▶ **Directions**:
• A. In the setup notebook, what value is assigned to bs when no value is provided?
• B. From the setup notebook, extract the passage starting with "dir_path = os.getcwd()" and going on through "parent_dir_path = os.path.dirname(dir_path)".
• C. Continue the setup notebook's code from the point where it stops.

▶ **Excerpt provided**:
==*==

# Setup

In [None]:
# Parameters
bs = None
keyframes_dir = None
save_dir = None

In [None]:
import os

dir_path = os.getcwd()

if not keyframes_dir:
    if 'google.colab' in str(get_ipython()):
        # Update this path as necessary
        keyframes_dir = f'{dir_path}/keyframes'
    elif 'kaggle' in str(get_ipython()):
        keyframes_dir = f'{dir_path}/keyframes'
    else:
        parent_dir_path = os.path.dirname(dir_path)
        keyframes_dir = f'{parent_dir_path}/transnet/keyframes'
        
if not bs:
    bs = 1
    
if not save_dir:
    save_dir = './ocr'

In [None]:
! pip install aiohttp
! pip install aiofiles
! pip install git+https://github.com/JaidedAI/EasyOCR.git
! pip install transformers



In [None]:
import os
import json
import asyncio
import glob
from tqdm import tqdm
import easyocr
import aiofiles
import torch
from transformers import AutoTokenizer, AutoModelForSeq2SeqLM

# Parse data path

In [None]:
def parse_keyframe_info(keyframes_dir):
    all_keyframe_paths = {}
    for part in sorted(os.listdir(keyframes_dir)):
        data_part_path = f'{keyframes_dir}/{part}'
        data_part = part.split('/')[-1]
        all_keyframe_paths[data_part] = []
        image_path = sorted(glob.glob(f'{data_part_path}/*.jpg'))

==*==

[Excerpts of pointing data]
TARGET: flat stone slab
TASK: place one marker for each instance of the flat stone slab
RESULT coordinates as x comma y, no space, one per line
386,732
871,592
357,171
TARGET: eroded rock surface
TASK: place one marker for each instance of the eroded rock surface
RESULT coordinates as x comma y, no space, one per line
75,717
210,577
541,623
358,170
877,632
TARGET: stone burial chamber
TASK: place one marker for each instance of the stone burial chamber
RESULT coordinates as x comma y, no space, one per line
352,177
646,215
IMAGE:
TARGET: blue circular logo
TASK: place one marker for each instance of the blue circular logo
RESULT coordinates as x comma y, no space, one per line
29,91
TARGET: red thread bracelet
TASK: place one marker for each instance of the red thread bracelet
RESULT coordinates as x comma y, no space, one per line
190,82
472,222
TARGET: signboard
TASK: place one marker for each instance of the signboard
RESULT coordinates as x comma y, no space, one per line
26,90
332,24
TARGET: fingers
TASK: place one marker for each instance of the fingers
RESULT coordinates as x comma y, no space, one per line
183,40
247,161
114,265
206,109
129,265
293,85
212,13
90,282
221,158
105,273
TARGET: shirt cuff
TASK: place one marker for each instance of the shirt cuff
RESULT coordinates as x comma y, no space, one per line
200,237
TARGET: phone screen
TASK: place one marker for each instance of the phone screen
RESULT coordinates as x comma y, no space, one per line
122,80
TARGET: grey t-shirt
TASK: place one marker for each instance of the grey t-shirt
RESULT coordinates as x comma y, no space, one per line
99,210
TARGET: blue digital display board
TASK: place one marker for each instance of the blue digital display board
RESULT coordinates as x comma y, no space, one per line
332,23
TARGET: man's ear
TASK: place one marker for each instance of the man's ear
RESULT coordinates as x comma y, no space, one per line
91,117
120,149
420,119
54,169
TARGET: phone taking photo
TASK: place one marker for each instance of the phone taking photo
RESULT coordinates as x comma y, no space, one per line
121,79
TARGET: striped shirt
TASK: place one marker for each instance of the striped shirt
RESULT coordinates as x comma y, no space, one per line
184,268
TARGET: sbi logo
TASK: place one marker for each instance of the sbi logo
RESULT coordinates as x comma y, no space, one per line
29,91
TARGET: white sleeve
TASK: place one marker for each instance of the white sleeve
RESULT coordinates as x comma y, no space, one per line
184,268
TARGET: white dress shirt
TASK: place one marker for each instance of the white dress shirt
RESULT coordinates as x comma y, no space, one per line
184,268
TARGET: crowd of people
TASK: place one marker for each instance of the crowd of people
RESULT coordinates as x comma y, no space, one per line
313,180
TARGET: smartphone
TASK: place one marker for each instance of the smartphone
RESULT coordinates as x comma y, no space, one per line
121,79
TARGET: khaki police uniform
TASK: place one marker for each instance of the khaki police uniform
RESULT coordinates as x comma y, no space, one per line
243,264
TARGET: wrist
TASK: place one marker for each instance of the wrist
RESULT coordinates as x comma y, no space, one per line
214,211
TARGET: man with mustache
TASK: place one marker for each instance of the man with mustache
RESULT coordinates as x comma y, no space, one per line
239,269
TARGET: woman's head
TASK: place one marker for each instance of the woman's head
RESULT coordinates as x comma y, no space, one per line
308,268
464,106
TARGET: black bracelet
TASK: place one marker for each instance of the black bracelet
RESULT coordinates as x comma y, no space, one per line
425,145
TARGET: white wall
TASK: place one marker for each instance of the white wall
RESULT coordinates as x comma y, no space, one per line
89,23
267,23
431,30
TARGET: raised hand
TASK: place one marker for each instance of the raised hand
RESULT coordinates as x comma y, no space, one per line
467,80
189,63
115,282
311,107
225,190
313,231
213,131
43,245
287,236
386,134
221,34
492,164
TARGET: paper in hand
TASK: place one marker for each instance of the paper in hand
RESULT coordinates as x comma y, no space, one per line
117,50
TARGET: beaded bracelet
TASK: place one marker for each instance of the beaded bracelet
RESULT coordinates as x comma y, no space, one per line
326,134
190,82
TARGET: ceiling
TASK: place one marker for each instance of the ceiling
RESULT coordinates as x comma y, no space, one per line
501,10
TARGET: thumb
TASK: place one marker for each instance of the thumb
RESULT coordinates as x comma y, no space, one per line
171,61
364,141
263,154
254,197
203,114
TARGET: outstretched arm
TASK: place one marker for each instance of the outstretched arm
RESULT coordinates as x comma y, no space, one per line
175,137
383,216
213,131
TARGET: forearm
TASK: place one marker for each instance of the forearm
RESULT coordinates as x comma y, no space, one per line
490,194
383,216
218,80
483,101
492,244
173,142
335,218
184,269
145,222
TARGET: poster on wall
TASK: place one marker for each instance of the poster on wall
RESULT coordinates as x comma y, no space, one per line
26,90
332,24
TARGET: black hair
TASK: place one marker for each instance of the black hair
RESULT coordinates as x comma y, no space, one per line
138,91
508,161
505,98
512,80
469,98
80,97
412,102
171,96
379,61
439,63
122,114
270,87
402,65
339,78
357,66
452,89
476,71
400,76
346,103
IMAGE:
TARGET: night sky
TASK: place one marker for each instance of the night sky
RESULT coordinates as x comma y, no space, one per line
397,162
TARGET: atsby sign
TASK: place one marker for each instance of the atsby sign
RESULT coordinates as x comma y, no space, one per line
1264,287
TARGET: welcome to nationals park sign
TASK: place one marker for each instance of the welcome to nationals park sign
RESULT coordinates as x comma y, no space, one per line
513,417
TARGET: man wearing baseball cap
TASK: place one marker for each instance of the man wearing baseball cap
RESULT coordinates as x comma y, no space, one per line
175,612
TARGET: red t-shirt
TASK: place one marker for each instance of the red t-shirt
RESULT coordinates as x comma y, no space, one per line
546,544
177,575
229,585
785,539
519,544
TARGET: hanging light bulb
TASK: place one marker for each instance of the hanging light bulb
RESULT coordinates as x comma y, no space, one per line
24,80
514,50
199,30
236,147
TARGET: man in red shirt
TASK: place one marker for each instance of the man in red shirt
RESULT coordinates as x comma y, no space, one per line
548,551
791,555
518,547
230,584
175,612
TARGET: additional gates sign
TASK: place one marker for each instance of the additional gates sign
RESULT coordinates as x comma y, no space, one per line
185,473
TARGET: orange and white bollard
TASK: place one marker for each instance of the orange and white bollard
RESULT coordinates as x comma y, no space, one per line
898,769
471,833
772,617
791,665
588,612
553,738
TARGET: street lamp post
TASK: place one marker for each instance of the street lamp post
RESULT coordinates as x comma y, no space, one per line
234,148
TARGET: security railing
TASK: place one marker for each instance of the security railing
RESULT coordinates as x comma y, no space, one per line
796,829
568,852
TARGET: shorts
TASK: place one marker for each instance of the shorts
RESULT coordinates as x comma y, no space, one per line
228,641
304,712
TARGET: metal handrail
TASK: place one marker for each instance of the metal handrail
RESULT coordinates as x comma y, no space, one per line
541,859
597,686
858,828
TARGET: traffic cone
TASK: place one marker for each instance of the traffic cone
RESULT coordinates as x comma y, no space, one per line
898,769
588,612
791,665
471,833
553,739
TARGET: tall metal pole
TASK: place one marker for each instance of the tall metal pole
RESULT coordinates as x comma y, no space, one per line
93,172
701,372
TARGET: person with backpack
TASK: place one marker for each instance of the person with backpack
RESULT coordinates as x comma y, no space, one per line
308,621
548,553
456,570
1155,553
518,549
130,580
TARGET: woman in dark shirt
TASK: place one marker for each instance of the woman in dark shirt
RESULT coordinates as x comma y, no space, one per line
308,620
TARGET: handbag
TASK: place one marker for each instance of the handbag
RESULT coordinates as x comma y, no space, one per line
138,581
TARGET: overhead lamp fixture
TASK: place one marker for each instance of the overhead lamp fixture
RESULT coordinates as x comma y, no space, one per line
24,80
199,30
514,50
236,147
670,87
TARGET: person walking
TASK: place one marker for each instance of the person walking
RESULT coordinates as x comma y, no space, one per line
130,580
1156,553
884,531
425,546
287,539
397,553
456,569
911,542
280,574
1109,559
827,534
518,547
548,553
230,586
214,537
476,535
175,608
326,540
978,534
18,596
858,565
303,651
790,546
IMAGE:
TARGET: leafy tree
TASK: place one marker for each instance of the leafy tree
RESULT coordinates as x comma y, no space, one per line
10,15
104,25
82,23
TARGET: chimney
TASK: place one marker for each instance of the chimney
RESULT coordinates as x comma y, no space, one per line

==*==

▶ **Outputs**:
• A. 1

• B.
dir_path = os.getcwd()

if not keyframes_dir:
    if 'google.colab' in str(get_ipython()):
        # Update this path as necessary
        keyframes_dir = f'{dir_path}/keyframes'
    elif 'kaggle' in str(get_ipython()):
        keyframes_dir = f'{dir_path}/keyframes'
    else:
        parent_dir_path = os.path.dirname(dir_path)

• C.
        all_keyframe_paths[data_part] = image_path
    return all_keyframe_paths

# Inference

In [None]:
async def create_directory(path):
    """Create a directory if it does not exist."""
    os.makedirs(path, exist_ok=True)

async def save_ocr_results(save_dir, video_id, ocr_results):
    """Save OCR results to a JSON file."""
    async with aiofiles.open(os.path.join(save_dir, f"{video_id}.json"), "w", encoding='utf-8') as jsonfile:
        await jsonfile.write(json.dumps(ocr_results, ensure_ascii=False))

async def process_image(reader, image_path):
    """Process a single image with OCR."""
    result = await asyncio.to_thread(reader.readtext, image_path)
    refined_result = [item for item in result if item[2] > 0.6]
    refined_result = easyocr.utils.get_paragraph(refined_result)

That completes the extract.